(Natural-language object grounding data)
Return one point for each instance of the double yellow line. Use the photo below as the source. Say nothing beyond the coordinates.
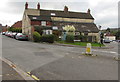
(33, 76)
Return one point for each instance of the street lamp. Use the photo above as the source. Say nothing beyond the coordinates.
(100, 34)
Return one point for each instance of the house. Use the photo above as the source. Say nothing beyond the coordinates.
(17, 24)
(109, 36)
(53, 21)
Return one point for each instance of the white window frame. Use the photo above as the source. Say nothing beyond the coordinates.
(43, 23)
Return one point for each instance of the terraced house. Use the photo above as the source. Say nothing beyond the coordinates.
(53, 21)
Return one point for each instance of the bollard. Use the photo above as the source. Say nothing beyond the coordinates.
(88, 49)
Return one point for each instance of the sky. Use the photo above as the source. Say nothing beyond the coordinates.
(105, 12)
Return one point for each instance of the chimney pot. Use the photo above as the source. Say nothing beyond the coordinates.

* _WORK TASK_:
Begin with the line that contains "Return one point for each instance of the terraced" and end with the last line of the records; set down every line in that span exactly, and nothing else.

* _FINAL ANSWER_:
Return one point for each instance of the terraced house. Use the photo above as the source. Say nothing beyond the coordinates.
(53, 21)
Return one point for each instance of the bollard. Use the photo above as the source. Say nothing beyond the coordinates.
(88, 49)
Return one point for each instance of the sky. Use the photo above as the source. Say nothing beyond the coordinates.
(105, 12)
Return one point for each instance of the chimney pot. Use the photo above as the source. Say nothing beyond the coordinates.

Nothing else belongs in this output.